= Extracted records =
Segment Open
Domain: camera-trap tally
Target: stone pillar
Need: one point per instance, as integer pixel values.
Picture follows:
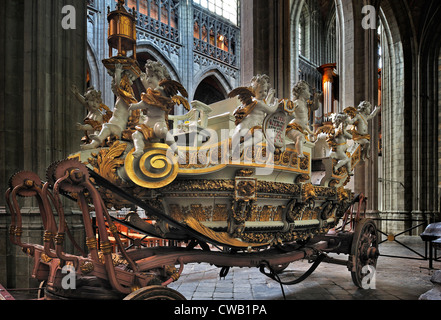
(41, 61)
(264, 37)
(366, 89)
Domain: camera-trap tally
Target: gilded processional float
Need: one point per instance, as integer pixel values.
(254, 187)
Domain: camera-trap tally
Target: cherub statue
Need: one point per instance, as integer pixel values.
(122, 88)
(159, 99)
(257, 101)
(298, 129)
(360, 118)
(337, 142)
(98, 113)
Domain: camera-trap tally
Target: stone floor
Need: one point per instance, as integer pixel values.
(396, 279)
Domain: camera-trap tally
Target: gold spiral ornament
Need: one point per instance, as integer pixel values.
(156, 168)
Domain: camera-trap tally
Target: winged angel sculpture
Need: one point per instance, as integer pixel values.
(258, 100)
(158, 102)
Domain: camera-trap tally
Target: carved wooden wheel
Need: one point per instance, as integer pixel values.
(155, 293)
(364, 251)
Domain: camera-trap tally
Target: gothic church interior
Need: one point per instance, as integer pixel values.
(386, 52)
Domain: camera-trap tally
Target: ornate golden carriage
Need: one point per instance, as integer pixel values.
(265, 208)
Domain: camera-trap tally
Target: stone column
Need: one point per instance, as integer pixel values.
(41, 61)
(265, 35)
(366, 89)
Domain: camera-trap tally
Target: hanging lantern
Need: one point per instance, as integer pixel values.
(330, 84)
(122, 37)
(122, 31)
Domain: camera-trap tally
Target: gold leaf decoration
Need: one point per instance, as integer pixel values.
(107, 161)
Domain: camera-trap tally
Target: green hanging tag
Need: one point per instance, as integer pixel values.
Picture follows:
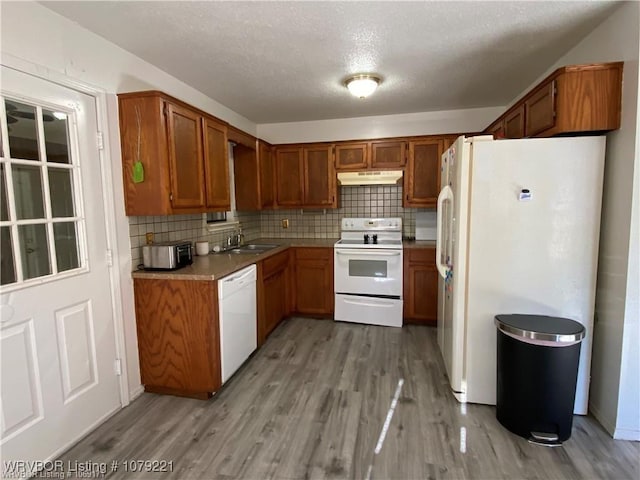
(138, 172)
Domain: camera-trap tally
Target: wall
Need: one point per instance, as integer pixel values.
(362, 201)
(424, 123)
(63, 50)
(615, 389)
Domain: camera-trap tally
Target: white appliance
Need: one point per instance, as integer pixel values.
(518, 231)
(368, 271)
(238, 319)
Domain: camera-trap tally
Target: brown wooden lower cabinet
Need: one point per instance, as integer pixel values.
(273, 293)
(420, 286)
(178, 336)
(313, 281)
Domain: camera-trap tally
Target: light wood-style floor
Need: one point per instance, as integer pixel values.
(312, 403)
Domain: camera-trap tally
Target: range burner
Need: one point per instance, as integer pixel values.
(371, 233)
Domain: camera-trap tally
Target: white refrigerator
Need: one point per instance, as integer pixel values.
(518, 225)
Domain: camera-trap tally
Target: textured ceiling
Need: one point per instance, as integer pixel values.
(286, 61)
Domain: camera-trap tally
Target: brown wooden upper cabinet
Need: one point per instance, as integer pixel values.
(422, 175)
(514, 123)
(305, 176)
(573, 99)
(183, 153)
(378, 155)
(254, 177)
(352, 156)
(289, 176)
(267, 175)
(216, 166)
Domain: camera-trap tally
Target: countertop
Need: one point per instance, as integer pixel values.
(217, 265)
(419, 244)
Segment Closed
Segment Open
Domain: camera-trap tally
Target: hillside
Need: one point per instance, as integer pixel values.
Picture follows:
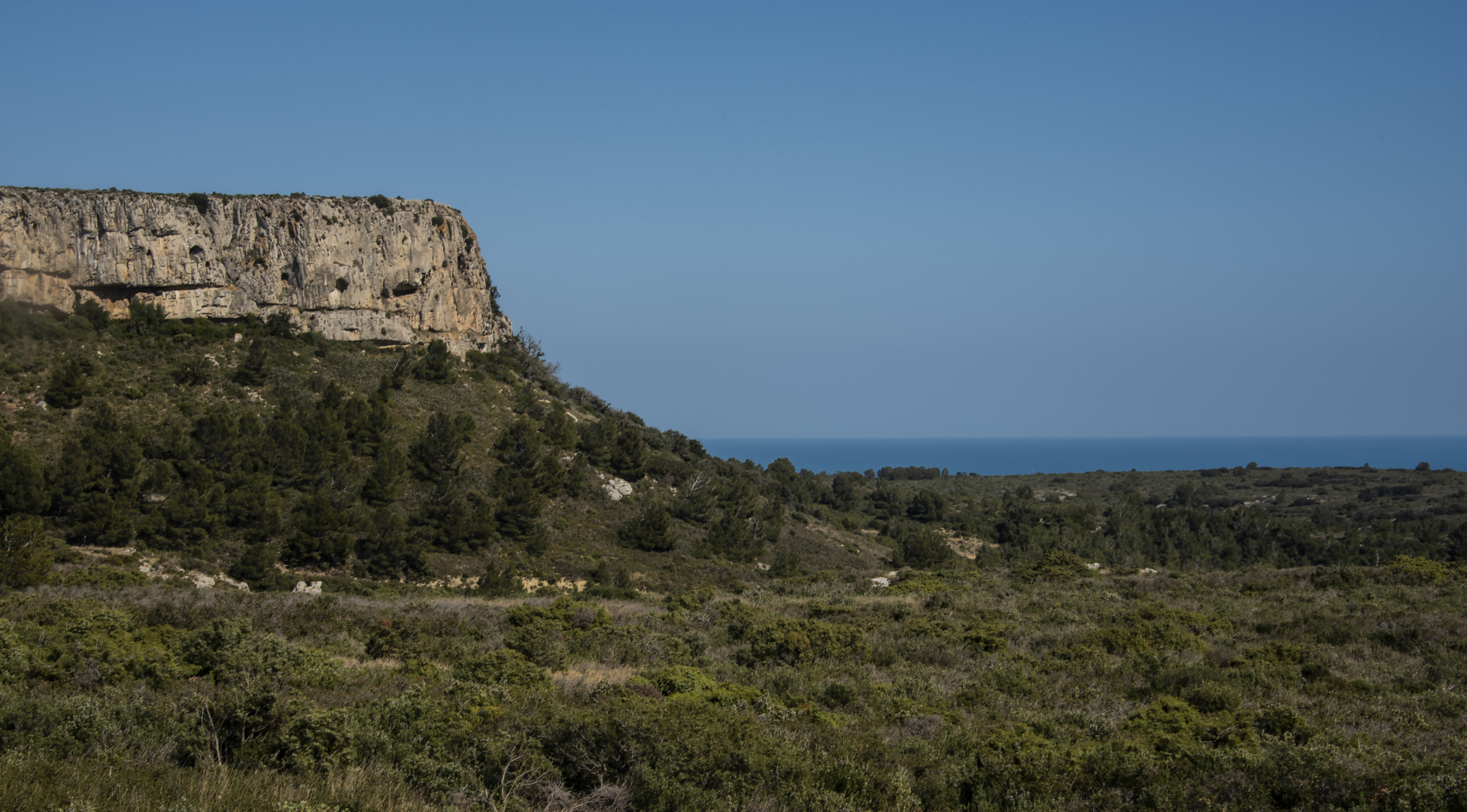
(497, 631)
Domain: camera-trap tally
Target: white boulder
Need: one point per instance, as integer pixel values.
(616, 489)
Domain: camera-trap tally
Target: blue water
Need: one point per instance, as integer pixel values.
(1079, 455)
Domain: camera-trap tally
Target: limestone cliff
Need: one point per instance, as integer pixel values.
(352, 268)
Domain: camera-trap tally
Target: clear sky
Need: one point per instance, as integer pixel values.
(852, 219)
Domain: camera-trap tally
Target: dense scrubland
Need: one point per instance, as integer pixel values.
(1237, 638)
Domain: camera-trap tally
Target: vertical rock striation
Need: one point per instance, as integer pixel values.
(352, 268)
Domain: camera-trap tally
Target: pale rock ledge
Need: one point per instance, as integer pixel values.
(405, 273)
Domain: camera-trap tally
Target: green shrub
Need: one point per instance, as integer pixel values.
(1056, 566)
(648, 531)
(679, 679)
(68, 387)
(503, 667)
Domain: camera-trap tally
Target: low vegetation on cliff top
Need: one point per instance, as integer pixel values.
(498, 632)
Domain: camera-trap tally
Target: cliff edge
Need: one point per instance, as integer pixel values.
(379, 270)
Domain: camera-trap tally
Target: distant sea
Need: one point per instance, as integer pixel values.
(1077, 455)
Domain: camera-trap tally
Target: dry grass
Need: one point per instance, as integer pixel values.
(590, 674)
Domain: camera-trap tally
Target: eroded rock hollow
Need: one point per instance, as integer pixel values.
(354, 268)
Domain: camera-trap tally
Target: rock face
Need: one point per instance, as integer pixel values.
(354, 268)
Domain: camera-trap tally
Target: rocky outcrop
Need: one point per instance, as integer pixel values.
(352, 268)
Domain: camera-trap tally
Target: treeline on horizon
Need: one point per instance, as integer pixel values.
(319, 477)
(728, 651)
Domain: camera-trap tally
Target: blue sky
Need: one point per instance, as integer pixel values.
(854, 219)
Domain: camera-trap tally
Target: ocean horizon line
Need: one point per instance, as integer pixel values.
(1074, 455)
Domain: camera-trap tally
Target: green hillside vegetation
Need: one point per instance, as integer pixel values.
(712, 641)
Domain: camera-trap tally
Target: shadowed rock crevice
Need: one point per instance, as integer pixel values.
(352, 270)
Segment Closed
Segment Open
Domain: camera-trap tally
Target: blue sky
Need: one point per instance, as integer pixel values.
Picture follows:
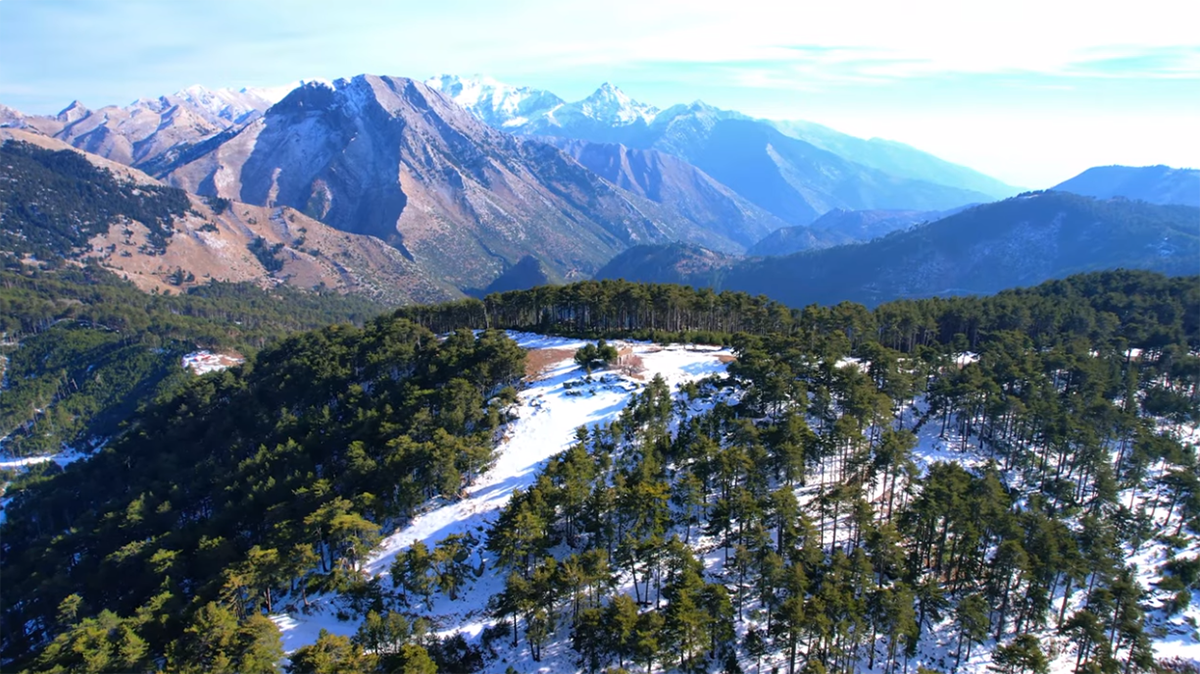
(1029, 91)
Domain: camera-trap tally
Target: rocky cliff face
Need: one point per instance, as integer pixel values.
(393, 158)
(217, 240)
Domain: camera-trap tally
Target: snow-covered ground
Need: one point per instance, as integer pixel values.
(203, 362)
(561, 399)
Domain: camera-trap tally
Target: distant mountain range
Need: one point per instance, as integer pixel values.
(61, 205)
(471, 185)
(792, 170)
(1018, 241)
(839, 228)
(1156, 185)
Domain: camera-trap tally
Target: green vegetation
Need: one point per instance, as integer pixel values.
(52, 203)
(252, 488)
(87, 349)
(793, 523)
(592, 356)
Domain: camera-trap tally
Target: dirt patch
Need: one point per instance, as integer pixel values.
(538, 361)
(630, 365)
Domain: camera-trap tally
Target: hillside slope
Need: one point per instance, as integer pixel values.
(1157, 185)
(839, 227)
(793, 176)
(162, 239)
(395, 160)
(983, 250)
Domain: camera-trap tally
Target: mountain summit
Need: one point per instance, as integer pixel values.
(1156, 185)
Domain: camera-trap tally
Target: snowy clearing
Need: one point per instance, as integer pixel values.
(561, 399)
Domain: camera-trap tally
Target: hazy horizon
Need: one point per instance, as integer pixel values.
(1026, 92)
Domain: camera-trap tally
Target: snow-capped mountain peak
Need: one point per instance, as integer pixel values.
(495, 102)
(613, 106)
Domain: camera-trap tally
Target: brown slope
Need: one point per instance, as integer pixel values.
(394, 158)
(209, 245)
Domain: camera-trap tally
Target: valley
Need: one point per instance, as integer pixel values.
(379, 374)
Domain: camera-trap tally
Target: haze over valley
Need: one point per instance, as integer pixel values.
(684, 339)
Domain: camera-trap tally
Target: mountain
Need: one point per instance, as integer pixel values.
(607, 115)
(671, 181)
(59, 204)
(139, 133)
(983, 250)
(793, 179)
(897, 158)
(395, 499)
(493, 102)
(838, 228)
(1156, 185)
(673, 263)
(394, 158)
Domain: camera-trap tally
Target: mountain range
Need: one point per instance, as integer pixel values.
Segment Closed
= Activity =
Return each line from the records that includes the word "hillside".

= Task result =
Target: hillside
Target: green hillside vegetation
Target: hillside slope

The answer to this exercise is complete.